» Exercise prompt: Please format every line of the items below as a Markdown table with the columns "Row" and "Line", numbering each row and leaving out blank lines. Leave the pictures out of the table.
·····
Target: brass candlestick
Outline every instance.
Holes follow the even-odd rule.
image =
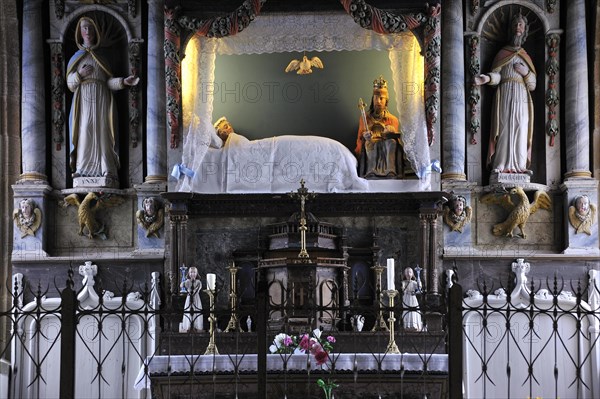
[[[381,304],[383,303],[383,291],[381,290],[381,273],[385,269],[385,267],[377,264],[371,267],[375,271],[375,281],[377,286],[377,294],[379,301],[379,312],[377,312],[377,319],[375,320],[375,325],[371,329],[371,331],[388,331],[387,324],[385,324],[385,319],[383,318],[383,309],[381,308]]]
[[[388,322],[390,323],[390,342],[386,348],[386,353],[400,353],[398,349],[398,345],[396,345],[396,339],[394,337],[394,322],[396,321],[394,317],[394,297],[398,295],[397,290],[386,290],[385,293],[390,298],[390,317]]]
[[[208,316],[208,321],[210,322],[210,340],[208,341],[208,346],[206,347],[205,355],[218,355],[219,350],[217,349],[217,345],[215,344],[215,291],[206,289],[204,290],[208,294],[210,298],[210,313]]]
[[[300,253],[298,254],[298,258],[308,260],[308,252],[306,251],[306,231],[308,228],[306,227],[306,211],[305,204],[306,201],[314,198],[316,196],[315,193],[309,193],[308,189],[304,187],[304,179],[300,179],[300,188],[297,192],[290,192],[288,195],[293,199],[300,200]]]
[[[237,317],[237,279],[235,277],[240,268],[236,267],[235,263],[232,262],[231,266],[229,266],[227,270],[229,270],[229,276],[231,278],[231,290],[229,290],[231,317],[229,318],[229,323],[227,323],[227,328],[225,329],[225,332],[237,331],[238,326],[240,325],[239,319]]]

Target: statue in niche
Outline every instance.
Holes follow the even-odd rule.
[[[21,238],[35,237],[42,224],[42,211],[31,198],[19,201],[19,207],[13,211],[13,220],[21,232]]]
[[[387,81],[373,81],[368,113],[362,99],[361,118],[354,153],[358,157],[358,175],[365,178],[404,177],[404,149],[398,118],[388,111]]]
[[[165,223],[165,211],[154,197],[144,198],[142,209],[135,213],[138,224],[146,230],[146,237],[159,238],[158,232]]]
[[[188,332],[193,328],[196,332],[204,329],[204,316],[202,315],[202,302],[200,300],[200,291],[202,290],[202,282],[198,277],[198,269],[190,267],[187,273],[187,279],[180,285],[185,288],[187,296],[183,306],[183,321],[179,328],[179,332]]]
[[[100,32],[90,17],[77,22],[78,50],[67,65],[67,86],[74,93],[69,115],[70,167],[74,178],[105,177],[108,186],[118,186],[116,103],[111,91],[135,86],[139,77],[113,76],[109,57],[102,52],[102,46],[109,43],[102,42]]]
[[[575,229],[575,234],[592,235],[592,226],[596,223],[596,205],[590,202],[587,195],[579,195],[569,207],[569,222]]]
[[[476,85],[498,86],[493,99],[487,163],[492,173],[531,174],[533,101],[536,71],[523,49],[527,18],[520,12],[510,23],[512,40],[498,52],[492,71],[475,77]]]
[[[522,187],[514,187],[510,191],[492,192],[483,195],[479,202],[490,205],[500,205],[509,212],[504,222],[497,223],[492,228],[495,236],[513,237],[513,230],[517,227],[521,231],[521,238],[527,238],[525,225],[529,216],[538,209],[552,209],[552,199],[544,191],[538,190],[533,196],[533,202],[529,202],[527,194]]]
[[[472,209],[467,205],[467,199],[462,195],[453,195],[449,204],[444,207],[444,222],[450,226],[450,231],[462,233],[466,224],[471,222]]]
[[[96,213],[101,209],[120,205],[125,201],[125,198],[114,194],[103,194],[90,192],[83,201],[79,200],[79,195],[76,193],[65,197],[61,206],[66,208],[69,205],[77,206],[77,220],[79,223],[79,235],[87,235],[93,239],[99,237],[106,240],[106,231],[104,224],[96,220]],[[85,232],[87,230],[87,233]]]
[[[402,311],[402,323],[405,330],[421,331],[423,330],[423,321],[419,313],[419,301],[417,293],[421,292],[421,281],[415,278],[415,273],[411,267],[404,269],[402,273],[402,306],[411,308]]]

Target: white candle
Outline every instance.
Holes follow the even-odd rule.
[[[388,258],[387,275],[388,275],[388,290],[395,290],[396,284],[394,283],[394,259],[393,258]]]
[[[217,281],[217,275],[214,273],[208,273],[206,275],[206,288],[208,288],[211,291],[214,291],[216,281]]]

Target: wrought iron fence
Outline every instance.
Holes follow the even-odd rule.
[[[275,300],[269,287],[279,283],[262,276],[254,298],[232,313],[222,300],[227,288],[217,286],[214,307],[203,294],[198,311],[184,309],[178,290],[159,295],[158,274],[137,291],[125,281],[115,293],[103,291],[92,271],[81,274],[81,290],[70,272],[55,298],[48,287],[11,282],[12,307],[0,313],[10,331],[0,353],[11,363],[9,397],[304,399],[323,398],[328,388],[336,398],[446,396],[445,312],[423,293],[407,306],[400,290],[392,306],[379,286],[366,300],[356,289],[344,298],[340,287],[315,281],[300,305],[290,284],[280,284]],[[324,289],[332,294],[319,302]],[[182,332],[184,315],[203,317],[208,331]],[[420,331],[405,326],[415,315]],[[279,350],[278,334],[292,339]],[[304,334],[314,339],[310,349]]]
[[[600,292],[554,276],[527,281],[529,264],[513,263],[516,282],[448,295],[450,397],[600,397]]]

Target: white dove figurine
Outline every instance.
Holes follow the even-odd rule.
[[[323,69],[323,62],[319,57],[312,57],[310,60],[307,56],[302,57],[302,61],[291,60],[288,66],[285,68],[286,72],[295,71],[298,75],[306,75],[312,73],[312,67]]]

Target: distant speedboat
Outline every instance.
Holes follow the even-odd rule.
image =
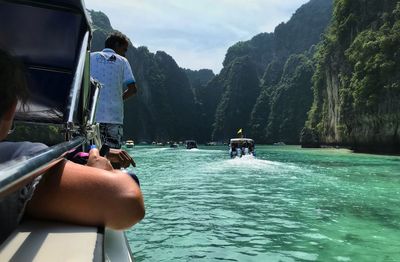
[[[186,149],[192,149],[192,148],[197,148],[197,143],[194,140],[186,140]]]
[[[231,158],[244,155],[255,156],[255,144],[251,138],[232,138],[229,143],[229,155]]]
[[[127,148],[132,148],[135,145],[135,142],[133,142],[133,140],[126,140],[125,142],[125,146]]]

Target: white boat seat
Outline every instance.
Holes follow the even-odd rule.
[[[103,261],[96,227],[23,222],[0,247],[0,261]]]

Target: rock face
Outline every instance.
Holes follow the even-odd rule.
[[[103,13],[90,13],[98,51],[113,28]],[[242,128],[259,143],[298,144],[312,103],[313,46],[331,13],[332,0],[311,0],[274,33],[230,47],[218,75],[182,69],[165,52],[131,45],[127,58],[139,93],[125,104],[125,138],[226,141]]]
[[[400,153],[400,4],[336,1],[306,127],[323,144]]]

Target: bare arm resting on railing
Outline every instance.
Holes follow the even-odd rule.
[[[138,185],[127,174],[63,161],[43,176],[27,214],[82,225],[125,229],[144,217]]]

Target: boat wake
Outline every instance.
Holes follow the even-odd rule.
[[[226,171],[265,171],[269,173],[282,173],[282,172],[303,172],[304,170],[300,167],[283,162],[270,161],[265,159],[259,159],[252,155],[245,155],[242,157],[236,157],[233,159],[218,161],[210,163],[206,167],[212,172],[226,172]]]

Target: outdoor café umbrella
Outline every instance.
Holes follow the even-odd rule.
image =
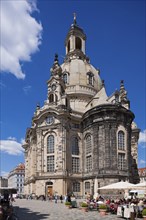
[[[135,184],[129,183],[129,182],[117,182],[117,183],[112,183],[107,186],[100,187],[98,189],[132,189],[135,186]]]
·····
» Exercise output:
| Row | Line |
|---|---|
| 1 | Target: brass candlestick |
| 2 | Outline every instance. |
| 3 | Holes follow the even-odd rule. |
| 4 | image = |
| 5 | [[[381,304],[383,303],[383,291],[381,290],[381,273],[385,269],[385,267],[377,264],[371,267],[375,271],[375,281],[377,286],[377,294],[379,301],[379,312],[377,312],[377,319],[375,320],[375,325],[371,329],[371,331],[388,331],[387,324],[385,324],[385,319],[383,318],[383,309],[381,308]]] |
| 6 | [[[388,322],[390,323],[390,342],[386,348],[386,353],[400,353],[398,349],[398,345],[396,345],[396,339],[394,337],[394,322],[396,321],[394,317],[394,297],[398,295],[397,290],[386,290],[385,293],[390,298],[390,317]]] |
| 7 | [[[208,316],[208,321],[210,322],[210,340],[208,341],[208,346],[206,347],[205,355],[218,355],[219,350],[217,349],[217,345],[215,344],[215,291],[206,289],[204,290],[208,294],[210,298],[210,313]]] |
| 8 | [[[300,253],[298,254],[298,258],[308,260],[308,252],[306,251],[306,231],[308,228],[306,227],[306,211],[305,204],[306,201],[314,198],[316,196],[315,193],[309,193],[308,189],[304,187],[304,179],[300,179],[300,188],[297,192],[290,192],[288,195],[293,199],[300,200]]] |
| 9 | [[[237,317],[237,279],[235,277],[240,268],[236,267],[235,263],[232,262],[231,266],[229,266],[227,270],[229,270],[229,276],[231,278],[231,290],[229,290],[231,317],[229,318],[229,323],[227,323],[227,328],[225,329],[225,332],[237,331],[238,326],[240,325],[239,319]]] |
| 10 | Target: statue in niche |
| 11 | Outline every instance. |
| 12 | Holes follow the even-odd rule. |
| 13 | [[[21,238],[35,237],[42,224],[42,211],[31,198],[19,201],[19,207],[13,211],[13,220],[21,232]]] |
| 14 | [[[387,81],[373,81],[368,113],[362,99],[361,118],[354,153],[358,157],[358,175],[365,178],[404,177],[404,149],[398,118],[388,111]]] |
| 15 | [[[165,223],[165,211],[154,197],[144,198],[142,209],[135,213],[138,224],[146,230],[146,237],[159,238],[158,232]]] |
| 16 | [[[188,332],[193,328],[196,332],[204,329],[204,316],[202,315],[202,302],[200,300],[200,291],[202,290],[202,282],[198,277],[198,269],[190,267],[187,273],[187,279],[180,285],[185,288],[187,296],[183,306],[183,321],[179,328],[179,332]]] |
| 17 | [[[100,32],[90,17],[77,22],[78,50],[67,65],[67,86],[74,93],[69,115],[70,167],[74,178],[105,177],[108,186],[118,186],[116,103],[111,91],[135,86],[139,77],[113,76],[109,57],[102,52],[102,46],[109,43],[102,42]]] |
| 18 | [[[575,229],[575,234],[592,235],[592,226],[596,223],[596,205],[590,202],[587,195],[579,195],[569,207],[569,222]]] |
| 19 | [[[476,85],[498,86],[493,99],[487,163],[492,173],[531,174],[533,101],[536,71],[523,49],[527,18],[520,12],[510,23],[512,40],[498,52],[492,71],[475,77]]] |
| 20 | [[[522,187],[514,187],[510,191],[492,192],[483,195],[479,202],[490,205],[500,205],[509,212],[504,222],[497,223],[492,228],[495,236],[513,237],[513,230],[517,227],[521,231],[521,238],[527,238],[525,225],[529,216],[538,209],[552,209],[552,199],[544,191],[538,190],[533,196],[533,202],[529,202],[527,194]]] |
| 21 | [[[472,209],[467,205],[467,199],[462,195],[453,195],[449,204],[444,207],[444,222],[450,226],[450,231],[462,233],[466,224],[471,222]]] |
| 22 | [[[96,213],[101,209],[120,205],[125,201],[125,198],[114,194],[103,194],[90,192],[83,201],[79,200],[79,195],[76,193],[65,197],[61,206],[66,208],[69,205],[77,206],[77,220],[79,223],[79,235],[87,235],[93,239],[99,237],[106,240],[106,231],[104,224],[96,220]],[[85,232],[87,230],[87,233]]] |
| 23 | [[[402,311],[402,323],[405,330],[421,331],[423,330],[423,321],[419,313],[419,301],[417,293],[421,292],[421,281],[415,278],[415,273],[411,267],[404,269],[402,273],[402,306],[411,308]]] |
| 24 | Target: white candle |
| 25 | Outline every instance. |
| 26 | Holes follow the even-odd rule. |
| 27 | [[[388,258],[387,275],[388,275],[388,290],[395,290],[396,284],[394,283],[394,259],[393,258]]] |
| 28 | [[[217,281],[217,275],[214,273],[208,273],[206,275],[206,288],[208,288],[211,291],[214,291],[216,281]]] |
| 29 | Target: wrought iron fence |
| 30 | Outline every instance. |
| 31 | Holes follow the even-odd rule. |
| 32 | [[[275,300],[269,287],[279,283],[262,276],[254,298],[232,313],[222,300],[227,288],[217,286],[214,307],[203,294],[198,311],[184,309],[178,290],[159,295],[158,274],[137,291],[125,281],[115,293],[103,291],[92,271],[81,274],[81,290],[70,272],[55,298],[48,287],[11,282],[12,307],[0,313],[10,331],[0,353],[11,363],[9,397],[304,399],[323,398],[328,388],[336,398],[446,396],[445,312],[423,293],[407,306],[400,290],[392,306],[379,286],[366,300],[356,289],[344,298],[340,287],[315,281],[300,305],[290,284],[280,284]],[[324,289],[332,294],[319,302]],[[182,332],[184,315],[203,317],[208,331]],[[420,331],[405,326],[415,315]],[[279,350],[278,334],[292,339]],[[304,334],[314,339],[310,349]]] |
| 33 | [[[600,292],[554,276],[527,281],[529,264],[513,263],[516,282],[448,295],[450,397],[600,397]]] |
| 34 | Target: white dove figurine |
| 35 | Outline every instance. |
| 36 | Holes follow the even-odd rule. |
| 37 | [[[323,69],[323,62],[319,57],[312,57],[310,60],[307,56],[302,57],[302,61],[291,60],[288,66],[285,68],[286,72],[295,71],[298,75],[306,75],[312,73],[312,67]]] |
| 38 | Target: distant speedboat |
| 39 | Outline every instance. |
| 40 | Holes follow the even-odd rule. |
| 41 | image = |
| 42 | [[[186,149],[192,149],[192,148],[197,148],[197,143],[194,140],[186,140]]] |
| 43 | [[[231,158],[244,155],[255,156],[255,144],[251,138],[232,138],[229,143],[229,155]]] |
| 44 | [[[127,148],[132,148],[135,145],[135,142],[133,142],[133,140],[126,140],[125,142],[125,146]]] |
| 45 | Target: white boat seat |
| 46 | Outline every instance. |
| 47 | Holes follow the even-odd rule. |
| 48 | [[[103,261],[96,227],[23,222],[0,247],[0,261]]] |
| 49 | Target: rock face |
| 50 | Outline every instance. |
| 51 | Holes follow the even-odd rule. |
| 52 | [[[103,13],[90,13],[98,51],[113,28]],[[242,128],[259,143],[298,144],[312,103],[313,46],[331,13],[332,0],[311,0],[274,33],[230,47],[218,75],[182,69],[165,52],[131,45],[127,58],[139,93],[125,104],[125,138],[226,141]]] |
| 53 | [[[400,153],[400,4],[336,1],[306,127],[323,144]]] |
| 54 | Target: bare arm resting on railing |
| 55 | Outline every instance. |
| 56 | Holes follow the even-odd rule. |
| 57 | [[[138,185],[127,174],[63,161],[43,176],[27,214],[82,225],[125,229],[144,217]]] |
| 58 | Target: boat wake |
| 59 | Outline every instance. |
| 60 | Holes follow the even-odd rule. |
| 61 | [[[226,171],[265,171],[269,173],[282,173],[282,172],[303,172],[304,170],[300,167],[283,162],[270,161],[265,159],[259,159],[252,155],[245,155],[242,157],[236,157],[233,159],[218,161],[210,163],[206,167],[212,172],[226,172]]] |
| 62 | Target: outdoor café umbrella |
| 63 | Outline every instance. |
| 64 | Holes follow the even-odd rule. |
| 65 | image = |
| 66 | [[[135,184],[129,183],[129,182],[117,182],[117,183],[112,183],[107,186],[100,187],[98,189],[132,189],[135,186]]] |